Passage.
Friedrich Miescherand Nuclein
Our next act in the story of DNA begins with pus.
Friedrich Miescher was a Swiss doctor who was interested in what was called, at the time (1868), physiological chemistry. We now think of it as the study of biochemistry.
Miescher was interested in leukocytes, or white blood cells, and one of the best ways to get them was from the pus found on surgical bandages. He developed a method of washing the leukocytes from the bandages and then separating the nucleus of the cell from its other components.
He was interested in looking at what made up the inside of the nucleus, expected proteins, and lipids.
What he found was a large structure that was very hard to dissolve, and would reconstitute itself in certain conditions. He concluded that this was not one of the proteins, but a completely different molecule entirely. He called this molecule nuclein, as it was found in the nucleus of the cell.
Miescher determined that nuclein contained organically linked phosphorus, which at the time, was in and of itself a large discovery. He determined almost the exact ratio of phosphorus to the other elements in the nuclein, which included carbon, hydrogen, nitrogen, and oxygen.
He also theorized that it was a multi-basic acid, believing it to have at least three or four bases. We now know this to be a very close theory to what was later found to be true by Phoebus Levene.
Phoebus Levene And Edwin Chargaff
At the time that Phoebus Levene was working, scientists were attempting to figure out the linkage of nuclein, or as it became called nucleic acid. In his long career, Levene discovered many important facts about DNA and RNA.
One of the most important, and one that eventually helped Watson and Crick, was that nucleic acid was made up of three components, a phosphate-sugar-base, connection. It was some time before Levene’s work was fully understood in the context of DNA. Edwin Chargaff would utilize Levene’s work, and expand upon it further.
Chargaff was interested in examining the DNA from different species. He found that while Levene had suggested that nucleic acids remained in the same sequence, his research showed the exact opposite. Each species had a different amount of nucleotides in its DNA.
He also found that certain nucleotides seemed to exist in the same ratio as another nucleotide. Adenine was usually similar to the amount of Thymine. Guanine was usually similar to the amount of Cytosine. These relationships would later become known as “Chargaff’s Rules”.

Input data.
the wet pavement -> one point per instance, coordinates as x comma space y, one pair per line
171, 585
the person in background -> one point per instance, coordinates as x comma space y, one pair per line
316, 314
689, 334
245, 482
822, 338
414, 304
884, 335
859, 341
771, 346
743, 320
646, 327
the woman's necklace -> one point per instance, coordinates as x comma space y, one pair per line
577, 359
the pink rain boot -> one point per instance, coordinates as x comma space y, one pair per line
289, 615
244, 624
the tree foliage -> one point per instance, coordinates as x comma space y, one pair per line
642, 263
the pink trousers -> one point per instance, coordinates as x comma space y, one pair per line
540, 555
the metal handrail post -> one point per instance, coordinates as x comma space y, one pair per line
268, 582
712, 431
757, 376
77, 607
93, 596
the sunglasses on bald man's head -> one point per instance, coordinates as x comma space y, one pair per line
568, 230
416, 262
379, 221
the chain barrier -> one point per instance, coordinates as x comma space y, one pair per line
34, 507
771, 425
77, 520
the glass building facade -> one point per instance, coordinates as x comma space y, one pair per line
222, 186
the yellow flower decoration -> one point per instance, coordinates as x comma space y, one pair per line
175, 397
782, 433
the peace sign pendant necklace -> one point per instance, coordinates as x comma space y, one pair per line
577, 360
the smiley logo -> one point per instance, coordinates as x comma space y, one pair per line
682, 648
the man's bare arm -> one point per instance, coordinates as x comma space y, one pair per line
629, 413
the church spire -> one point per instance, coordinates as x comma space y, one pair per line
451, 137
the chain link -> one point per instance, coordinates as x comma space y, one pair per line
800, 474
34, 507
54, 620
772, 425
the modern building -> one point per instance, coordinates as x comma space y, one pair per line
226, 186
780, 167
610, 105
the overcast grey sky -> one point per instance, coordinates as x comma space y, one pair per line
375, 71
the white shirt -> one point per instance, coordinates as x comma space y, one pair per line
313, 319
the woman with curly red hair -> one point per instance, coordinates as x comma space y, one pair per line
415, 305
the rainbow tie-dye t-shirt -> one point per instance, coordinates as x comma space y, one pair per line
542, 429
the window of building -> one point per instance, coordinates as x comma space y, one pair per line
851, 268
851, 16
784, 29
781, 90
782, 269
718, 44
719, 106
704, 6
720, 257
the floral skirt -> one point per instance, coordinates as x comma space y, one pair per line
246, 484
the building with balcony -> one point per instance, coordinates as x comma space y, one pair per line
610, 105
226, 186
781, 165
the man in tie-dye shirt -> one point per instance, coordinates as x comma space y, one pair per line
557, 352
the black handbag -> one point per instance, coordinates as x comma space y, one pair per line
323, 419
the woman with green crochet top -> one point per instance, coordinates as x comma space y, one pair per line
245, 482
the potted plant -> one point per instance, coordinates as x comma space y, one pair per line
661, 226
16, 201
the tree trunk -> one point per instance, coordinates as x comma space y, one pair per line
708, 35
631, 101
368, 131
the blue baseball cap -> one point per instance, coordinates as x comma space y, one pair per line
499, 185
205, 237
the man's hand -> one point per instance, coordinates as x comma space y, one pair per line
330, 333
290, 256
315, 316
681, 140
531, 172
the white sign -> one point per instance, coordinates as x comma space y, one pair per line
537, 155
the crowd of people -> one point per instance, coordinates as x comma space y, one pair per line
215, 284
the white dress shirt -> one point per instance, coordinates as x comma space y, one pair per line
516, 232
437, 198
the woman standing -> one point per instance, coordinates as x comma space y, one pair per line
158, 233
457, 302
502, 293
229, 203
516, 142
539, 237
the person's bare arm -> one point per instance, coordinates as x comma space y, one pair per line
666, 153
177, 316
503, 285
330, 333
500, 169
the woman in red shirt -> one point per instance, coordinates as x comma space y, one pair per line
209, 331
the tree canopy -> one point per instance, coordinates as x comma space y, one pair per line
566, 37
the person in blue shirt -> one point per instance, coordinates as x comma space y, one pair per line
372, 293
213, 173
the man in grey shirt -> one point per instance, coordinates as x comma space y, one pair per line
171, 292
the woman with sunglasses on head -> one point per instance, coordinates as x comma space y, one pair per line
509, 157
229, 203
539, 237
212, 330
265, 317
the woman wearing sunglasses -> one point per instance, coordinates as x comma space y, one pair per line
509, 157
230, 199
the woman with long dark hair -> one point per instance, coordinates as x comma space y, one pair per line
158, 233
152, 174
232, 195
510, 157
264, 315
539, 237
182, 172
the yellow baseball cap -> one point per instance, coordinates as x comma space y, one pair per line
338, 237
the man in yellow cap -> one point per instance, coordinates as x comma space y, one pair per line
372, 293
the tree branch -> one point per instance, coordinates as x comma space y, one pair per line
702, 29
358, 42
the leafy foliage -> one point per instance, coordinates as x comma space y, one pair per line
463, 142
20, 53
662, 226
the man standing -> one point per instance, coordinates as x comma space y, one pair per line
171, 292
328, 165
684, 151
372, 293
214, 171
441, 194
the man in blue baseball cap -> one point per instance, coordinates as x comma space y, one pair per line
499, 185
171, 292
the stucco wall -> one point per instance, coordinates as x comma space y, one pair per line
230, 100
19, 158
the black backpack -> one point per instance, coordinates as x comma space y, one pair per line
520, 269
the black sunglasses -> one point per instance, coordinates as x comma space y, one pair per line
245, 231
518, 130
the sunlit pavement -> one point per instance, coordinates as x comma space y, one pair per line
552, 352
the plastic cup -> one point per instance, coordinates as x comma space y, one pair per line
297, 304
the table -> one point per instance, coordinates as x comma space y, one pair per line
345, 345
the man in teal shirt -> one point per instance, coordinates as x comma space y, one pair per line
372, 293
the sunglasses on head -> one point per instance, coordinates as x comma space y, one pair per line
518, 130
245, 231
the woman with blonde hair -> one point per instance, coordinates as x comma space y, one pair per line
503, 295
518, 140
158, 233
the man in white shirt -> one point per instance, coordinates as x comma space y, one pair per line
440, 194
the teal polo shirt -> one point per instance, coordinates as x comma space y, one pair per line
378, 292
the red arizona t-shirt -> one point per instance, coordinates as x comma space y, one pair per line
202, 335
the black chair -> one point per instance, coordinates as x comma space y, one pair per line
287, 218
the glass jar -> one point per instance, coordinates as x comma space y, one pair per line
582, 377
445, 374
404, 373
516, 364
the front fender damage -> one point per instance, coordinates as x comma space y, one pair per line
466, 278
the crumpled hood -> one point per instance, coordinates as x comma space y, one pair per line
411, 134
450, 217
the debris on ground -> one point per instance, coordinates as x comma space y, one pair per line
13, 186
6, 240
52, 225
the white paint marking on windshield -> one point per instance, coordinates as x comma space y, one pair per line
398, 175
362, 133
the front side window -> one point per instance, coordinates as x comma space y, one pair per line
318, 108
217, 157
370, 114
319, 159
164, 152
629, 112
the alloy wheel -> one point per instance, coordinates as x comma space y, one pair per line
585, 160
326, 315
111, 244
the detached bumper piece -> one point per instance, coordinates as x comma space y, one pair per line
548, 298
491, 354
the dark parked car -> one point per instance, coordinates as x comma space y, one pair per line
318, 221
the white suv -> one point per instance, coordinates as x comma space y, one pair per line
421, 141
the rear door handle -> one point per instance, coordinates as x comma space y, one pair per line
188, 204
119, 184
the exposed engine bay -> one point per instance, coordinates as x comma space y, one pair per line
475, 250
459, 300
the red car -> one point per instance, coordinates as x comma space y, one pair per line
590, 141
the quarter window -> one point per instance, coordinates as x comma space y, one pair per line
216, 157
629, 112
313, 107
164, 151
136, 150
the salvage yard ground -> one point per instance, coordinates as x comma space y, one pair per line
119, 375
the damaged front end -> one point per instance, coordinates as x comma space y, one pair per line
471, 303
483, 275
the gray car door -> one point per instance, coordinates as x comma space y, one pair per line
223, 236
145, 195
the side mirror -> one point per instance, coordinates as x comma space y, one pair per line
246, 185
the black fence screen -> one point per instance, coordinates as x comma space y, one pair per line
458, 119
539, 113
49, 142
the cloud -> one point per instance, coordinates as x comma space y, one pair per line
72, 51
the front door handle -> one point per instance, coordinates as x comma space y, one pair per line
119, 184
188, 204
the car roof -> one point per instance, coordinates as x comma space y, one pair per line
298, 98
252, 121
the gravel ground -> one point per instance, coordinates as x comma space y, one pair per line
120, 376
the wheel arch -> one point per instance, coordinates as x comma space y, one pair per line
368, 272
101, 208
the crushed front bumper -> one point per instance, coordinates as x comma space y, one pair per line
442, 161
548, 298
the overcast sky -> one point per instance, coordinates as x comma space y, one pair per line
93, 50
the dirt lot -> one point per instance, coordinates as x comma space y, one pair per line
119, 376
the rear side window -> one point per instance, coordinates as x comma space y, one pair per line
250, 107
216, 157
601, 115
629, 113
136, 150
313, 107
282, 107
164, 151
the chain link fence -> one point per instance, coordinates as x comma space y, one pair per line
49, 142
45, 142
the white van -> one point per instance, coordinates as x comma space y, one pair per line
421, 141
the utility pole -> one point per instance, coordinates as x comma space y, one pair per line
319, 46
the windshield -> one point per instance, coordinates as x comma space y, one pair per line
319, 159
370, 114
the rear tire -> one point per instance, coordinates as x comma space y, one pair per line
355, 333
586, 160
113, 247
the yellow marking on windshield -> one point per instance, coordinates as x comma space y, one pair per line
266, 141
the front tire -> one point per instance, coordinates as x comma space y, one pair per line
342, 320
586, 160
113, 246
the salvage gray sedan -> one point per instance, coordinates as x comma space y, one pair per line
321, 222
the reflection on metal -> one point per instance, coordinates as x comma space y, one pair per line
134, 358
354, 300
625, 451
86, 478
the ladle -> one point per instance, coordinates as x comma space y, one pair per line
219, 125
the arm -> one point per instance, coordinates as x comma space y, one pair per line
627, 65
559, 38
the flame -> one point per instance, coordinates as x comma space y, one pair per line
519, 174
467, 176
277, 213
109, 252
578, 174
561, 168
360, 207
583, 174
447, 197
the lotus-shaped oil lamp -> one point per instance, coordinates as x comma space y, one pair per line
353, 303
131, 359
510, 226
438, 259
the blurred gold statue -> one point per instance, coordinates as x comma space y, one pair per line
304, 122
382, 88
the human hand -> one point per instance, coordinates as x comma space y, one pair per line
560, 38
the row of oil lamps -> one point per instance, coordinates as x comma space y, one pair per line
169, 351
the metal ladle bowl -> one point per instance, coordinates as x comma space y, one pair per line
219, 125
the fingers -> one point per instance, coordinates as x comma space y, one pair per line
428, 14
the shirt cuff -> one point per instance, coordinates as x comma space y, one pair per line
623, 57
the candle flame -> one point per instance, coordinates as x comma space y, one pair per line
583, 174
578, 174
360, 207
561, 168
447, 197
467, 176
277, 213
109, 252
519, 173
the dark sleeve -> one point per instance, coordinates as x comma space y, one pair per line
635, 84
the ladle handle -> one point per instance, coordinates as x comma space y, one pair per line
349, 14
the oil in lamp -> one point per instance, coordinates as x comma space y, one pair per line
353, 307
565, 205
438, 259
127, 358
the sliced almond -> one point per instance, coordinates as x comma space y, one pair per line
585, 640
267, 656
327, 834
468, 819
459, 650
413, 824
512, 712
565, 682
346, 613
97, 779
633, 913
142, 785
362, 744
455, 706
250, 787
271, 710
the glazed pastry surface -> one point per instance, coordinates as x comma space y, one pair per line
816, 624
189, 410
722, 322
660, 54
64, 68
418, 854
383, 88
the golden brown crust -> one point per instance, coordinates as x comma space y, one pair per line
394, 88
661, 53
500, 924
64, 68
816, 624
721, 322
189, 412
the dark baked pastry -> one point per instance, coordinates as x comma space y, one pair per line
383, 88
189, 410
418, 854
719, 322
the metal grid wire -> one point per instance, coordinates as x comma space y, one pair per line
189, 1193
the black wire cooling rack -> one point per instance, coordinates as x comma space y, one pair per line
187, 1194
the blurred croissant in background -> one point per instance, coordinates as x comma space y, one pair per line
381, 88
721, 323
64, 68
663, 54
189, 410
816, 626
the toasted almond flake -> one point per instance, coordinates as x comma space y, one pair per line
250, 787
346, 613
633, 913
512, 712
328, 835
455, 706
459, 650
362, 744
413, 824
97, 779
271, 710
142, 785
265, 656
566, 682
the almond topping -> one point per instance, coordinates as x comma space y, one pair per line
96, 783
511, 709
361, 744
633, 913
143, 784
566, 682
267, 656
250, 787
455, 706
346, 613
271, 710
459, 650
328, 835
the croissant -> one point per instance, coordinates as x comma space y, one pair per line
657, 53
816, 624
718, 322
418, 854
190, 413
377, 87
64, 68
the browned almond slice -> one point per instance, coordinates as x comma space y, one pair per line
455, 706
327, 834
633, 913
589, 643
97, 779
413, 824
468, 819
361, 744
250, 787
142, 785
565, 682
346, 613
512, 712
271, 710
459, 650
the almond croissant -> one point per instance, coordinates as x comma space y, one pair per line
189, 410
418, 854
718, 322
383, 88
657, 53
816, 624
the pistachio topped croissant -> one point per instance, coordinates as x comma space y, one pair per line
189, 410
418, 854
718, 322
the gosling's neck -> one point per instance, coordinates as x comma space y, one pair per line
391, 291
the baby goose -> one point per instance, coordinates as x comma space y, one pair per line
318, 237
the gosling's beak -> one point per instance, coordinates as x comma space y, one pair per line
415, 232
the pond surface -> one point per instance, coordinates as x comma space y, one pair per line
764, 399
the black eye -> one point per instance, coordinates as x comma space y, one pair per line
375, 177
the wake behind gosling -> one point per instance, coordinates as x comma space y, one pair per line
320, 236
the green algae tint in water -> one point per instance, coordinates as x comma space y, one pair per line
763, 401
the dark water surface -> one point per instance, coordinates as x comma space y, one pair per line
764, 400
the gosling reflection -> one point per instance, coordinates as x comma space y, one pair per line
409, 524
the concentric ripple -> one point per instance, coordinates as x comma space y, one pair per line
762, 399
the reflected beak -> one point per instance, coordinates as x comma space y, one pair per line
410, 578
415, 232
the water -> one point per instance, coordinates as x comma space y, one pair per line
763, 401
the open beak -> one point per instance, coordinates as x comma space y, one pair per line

What the task requires.
Reproduce the part of the passage on the early history of DNA starting at "Friedrich Miescher was" and ending at "its other components.". These data come from a separate source, not from the passage on the early history of DNA.

Solved exercise.
Friedrich Miescher was a Swiss doctor who was interested in what was called, at the time (1868), physiological chemistry. We now think of it as the study of biochemistry.
Miescher was interested in leukocytes, or white blood cells, and one of the best ways to get them was from the pus found on surgical bandages. He developed a method of washing the leukocytes from the bandages and then separating the nucleus of the cell from its other components.